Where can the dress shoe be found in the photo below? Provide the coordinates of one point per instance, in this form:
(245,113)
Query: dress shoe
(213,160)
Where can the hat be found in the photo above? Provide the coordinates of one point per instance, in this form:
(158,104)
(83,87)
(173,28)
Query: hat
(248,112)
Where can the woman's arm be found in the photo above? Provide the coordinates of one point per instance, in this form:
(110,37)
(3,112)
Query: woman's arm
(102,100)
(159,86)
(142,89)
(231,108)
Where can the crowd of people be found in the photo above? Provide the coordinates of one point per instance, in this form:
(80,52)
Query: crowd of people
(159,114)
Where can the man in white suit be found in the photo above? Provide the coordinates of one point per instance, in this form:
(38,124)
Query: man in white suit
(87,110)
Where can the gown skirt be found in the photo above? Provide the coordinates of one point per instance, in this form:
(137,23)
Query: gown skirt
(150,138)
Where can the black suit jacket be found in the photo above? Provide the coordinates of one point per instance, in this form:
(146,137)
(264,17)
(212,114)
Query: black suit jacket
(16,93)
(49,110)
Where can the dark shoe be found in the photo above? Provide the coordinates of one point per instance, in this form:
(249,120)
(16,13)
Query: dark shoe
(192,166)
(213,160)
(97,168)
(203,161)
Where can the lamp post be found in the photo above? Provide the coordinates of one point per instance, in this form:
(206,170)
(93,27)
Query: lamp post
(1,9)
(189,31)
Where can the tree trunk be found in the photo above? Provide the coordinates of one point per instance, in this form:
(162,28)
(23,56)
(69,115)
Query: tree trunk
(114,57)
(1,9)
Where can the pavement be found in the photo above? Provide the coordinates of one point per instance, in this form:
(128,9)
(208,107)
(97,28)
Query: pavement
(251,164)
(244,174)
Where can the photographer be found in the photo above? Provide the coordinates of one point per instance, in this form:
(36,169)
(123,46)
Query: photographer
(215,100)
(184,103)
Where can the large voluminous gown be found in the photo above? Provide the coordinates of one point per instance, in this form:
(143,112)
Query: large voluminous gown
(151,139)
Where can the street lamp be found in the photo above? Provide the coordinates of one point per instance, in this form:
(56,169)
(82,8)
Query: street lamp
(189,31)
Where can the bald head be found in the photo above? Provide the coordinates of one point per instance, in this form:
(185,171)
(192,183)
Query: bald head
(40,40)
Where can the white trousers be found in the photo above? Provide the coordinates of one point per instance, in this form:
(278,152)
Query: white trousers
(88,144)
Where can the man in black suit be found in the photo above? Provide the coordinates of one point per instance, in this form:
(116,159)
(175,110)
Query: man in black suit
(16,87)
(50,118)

────────

Problem requirements
Return every entry above with nothing altered.

Output of the task
Where can the dress shoe be found in the photo below? Provide the coordinates of one point per instance, in this form:
(245,113)
Query: dress shoe
(213,160)
Where can the hat be found in the photo above? Provide the coordinates of one point per instance, in this form:
(158,104)
(83,87)
(173,28)
Query: hat
(248,112)
Where can the woman's arm be found in the photo above? Provide the coordinates of one point per instance, in this form:
(110,37)
(3,112)
Query: woman's arm
(102,100)
(159,86)
(142,89)
(231,108)
Where can the crowd of people be found in the photo above? Provide the coordinates of one point per instance, in this form:
(80,52)
Query: crowd of people
(159,114)
Where can the man in white suit be found in the photo above? Provide the coordinates of one point per instance, in this form:
(38,124)
Query: man in white suit
(87,110)
Where can the gown skirt be found in the photo above? Provide the coordinates of one point per instance, in this form:
(137,23)
Query: gown skirt
(150,138)
Where can the black suit jacket be found in the photo above? Provide the coordinates of one point per instance, in this form:
(146,137)
(264,17)
(212,114)
Query: black suit jacket
(16,93)
(49,110)
Where can the dark shoe be found in the photo above? Provide the coordinates of one point per instance, in this form:
(249,120)
(16,13)
Query: dark shoe
(192,166)
(213,160)
(97,168)
(203,161)
Where can the lamp post be found in the photo above? Provide the coordinates of one point per instance, in this form:
(206,170)
(93,27)
Query: lamp post
(1,9)
(189,31)
Where can the tree trunk be found in the photo above? Provide the coordinates of one point per instance, in this form:
(162,28)
(23,56)
(69,115)
Query: tree trunk
(114,57)
(1,9)
Where can the pavement be found in the photo above? Provide the coordinates of one point per instance, in this form:
(128,9)
(208,107)
(97,28)
Query: pavement
(251,164)
(244,174)
Where can the photographer be found in the photo above? Provide the coordinates of one point per instance, in this form:
(36,169)
(123,46)
Query: photographer
(215,100)
(184,103)
Where can the large voluminous gown be found in the photo above? Provide the coordinates of one point per instance, in this form:
(143,112)
Query: large voluminous gown
(151,139)
Where can the street lamp be found in the photo above? Provide the coordinates of one point per instance, in this form:
(56,169)
(82,8)
Query: street lamp
(189,31)
Where can the bald head be found in the photo above? Provide the coordinates of one point per instance, in this form:
(185,171)
(192,183)
Query: bald head
(40,40)
Where can the white trousers be found in the photo above? Provide the coordinates of one point per instance, in this form:
(278,152)
Query: white trousers
(88,144)
Where can the man in black suit be found in the photo above? Provide the coordinates of one point per instance, in this form:
(116,159)
(175,110)
Query: man in black suit
(16,87)
(50,118)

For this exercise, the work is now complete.